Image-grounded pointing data
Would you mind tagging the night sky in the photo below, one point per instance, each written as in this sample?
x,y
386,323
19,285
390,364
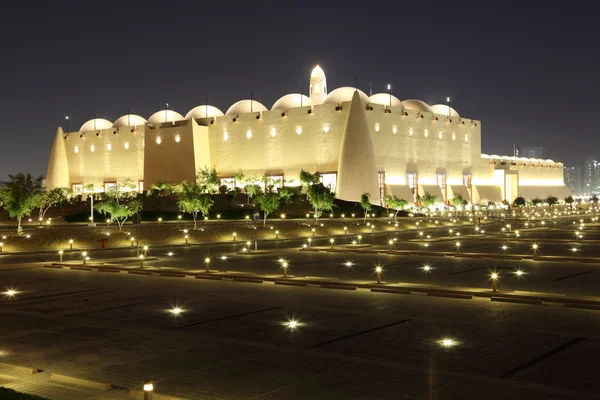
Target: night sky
x,y
532,72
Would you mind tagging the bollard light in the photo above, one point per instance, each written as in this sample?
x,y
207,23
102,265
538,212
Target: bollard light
x,y
284,266
378,271
494,277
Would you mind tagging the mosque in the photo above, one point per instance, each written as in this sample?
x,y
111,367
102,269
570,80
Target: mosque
x,y
376,144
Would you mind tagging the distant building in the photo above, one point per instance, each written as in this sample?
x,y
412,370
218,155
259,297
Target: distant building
x,y
573,179
591,175
532,152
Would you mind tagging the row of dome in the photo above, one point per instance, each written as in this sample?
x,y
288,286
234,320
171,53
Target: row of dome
x,y
286,102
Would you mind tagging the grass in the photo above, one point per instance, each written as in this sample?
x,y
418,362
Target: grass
x,y
10,394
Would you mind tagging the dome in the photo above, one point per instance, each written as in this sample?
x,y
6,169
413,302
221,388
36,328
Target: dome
x,y
343,94
243,107
164,116
129,120
291,100
317,72
417,105
384,99
205,111
95,124
442,109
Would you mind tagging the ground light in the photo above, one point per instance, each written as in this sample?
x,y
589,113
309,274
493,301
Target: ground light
x,y
148,390
284,266
494,278
378,271
447,342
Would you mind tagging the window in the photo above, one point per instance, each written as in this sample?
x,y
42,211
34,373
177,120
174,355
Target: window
x,y
381,176
467,181
229,182
329,180
441,181
412,180
109,186
77,188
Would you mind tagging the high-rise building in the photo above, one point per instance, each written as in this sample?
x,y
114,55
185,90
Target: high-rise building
x,y
591,175
573,179
532,152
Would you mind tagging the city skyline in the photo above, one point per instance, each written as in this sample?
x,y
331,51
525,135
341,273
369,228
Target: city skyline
x,y
106,72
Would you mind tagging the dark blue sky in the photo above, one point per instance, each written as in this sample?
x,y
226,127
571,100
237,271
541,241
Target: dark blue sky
x,y
530,71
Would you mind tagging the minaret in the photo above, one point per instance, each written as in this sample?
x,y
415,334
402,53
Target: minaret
x,y
357,170
58,167
318,86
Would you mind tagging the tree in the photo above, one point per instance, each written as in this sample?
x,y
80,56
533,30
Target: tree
x,y
120,203
269,202
192,199
428,200
319,196
395,203
208,180
365,203
18,195
519,202
569,200
119,209
50,198
551,200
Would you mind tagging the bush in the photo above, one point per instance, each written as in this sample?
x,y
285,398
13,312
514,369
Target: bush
x,y
10,394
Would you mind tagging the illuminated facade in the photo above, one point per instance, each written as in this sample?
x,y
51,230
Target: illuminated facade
x,y
377,144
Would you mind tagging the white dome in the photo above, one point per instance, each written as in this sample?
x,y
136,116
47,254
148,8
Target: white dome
x,y
384,98
205,111
292,100
343,94
129,120
96,124
244,107
442,109
317,72
164,116
416,105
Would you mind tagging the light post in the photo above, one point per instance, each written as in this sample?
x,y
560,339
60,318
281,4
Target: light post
x,y
284,266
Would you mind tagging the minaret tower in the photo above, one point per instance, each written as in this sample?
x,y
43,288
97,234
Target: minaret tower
x,y
318,85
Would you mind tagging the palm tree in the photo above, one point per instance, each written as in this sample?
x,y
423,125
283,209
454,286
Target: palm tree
x,y
19,195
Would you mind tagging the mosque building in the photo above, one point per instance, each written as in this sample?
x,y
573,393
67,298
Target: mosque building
x,y
359,144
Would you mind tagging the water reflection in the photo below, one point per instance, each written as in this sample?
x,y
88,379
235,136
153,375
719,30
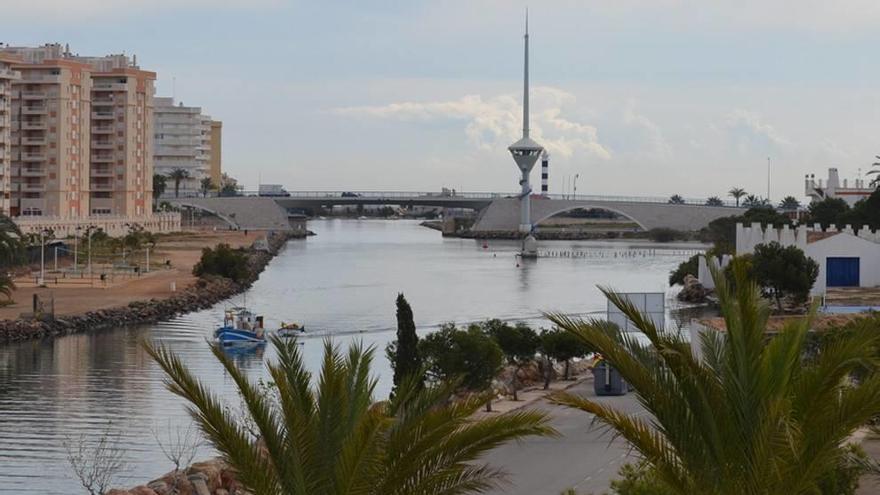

**Prompt**.
Please output all the records above exactly, leaving out every picture.

**Answer space**.
Would you mind tagging the night sky in the photo below, one point per instance, each written as in this sample?
x,y
386,323
19,285
390,364
Target: night sky
x,y
532,72
Would you mind tagging the bollard light in the photo above, one point per instance, each written as in this sample?
x,y
207,23
102,265
538,212
Target: bollard light
x,y
284,266
378,271
494,277
Would you mind tagging the mosque in the photo above, one point per instance, each written as in this sample?
x,y
111,367
102,269
570,80
Target: mosque
x,y
376,144
Would you mind tagging the distant building in the photo above, one point per instance, each written as in this sample?
x,y
412,370
218,155
259,297
Target: distant building
x,y
573,179
591,175
532,152
Would you mind tagging the row of dome in the photo above, one point per instance, each written as in this sample?
x,y
288,286
234,320
171,53
Target: row of dome
x,y
286,102
Would you mind tagging the grass in the photo above, one point per instance, each written as in this sample?
x,y
418,362
Target: grass
x,y
10,394
Would you mind tagging the dome in the photo above, one point per instance, each written as in this sample?
x,y
6,169
413,302
221,388
36,328
Target: dome
x,y
343,94
243,107
164,116
129,120
291,100
317,72
417,105
384,99
205,111
95,124
442,109
Would you mind tagging the ground light in the photo above, one point per instance, each written as in this sample?
x,y
589,113
309,274
493,301
Target: ground light
x,y
148,390
284,266
494,278
378,271
447,342
Would you mind tagging the window in the photo above, one point per instance, each written as in this sample?
x,y
42,211
34,373
177,120
174,355
Target: window
x,y
381,176
467,181
229,182
329,180
441,181
412,180
109,186
77,188
Would you mind tagging the high-rise building in the photo above, one point per instance, each written as in this sample?
x,y
114,55
185,90
Target: high-rise building
x,y
591,175
573,179
532,152
Would you mind tagging the city skyline in the photo above, one point per instance, each written as in this sample?
x,y
331,51
525,135
341,273
369,228
Target: city skyline
x,y
106,72
Would you mind tagging the dark blue sky in the photo above, one point per instance, each written as in this sample?
x,y
226,127
571,100
237,271
541,241
Target: dark blue sky
x,y
530,71
Would you mind tagging the minaret in the photo above, one point per instance, each written as in this sample?
x,y
415,334
402,53
Target: minaret
x,y
357,170
58,167
318,86
Would you mind tagging the tree in the photo above, one point per instance, each written as in this sample?
x,y
80,56
533,30
Target: tree
x,y
120,203
269,202
192,199
428,200
319,196
395,203
208,180
365,203
18,195
519,202
569,200
119,209
50,198
551,200
Would you mind tagging the bush in the photo above, one point per instance, each written as in this sample?
x,y
285,398
13,312
514,369
Target: bush
x,y
10,394
Would you mind tagging the illuminated facade in the photo above, one point per instance, each written as in this sample?
x,y
51,230
Target: illuminated facade
x,y
377,144
Would you mind tagging the white dome in the photo above, one point per instance, each written as in this sample?
x,y
136,116
47,254
148,8
Target: white dome
x,y
384,98
205,111
292,100
343,94
129,120
96,124
244,107
442,109
317,72
164,116
416,105
Would you mind tagging the light post in the photo above, one point per instance, each written as in this sample?
x,y
560,339
60,318
281,4
Target: light post
x,y
284,266
Would you mind tagging the minaret tower in the photo above, one point per instance, each written as in this sample?
x,y
43,288
97,234
Target: minaret tower
x,y
318,85
Would you mind tagging the palm tree in the photo above, one point per instance, each written as in this sample?
x,y
423,125
283,209
454,286
Target: palm tree
x,y
19,195
Would you mind tagging the mosque building in the photo above, one point per instance, each written as in this sample?
x,y
573,393
67,298
Target: mosque building
x,y
359,144
Would you mind tagging the water reflection in the photo below, one point per instance, each written as in this sample?
x,y
88,379
235,136
153,375
719,30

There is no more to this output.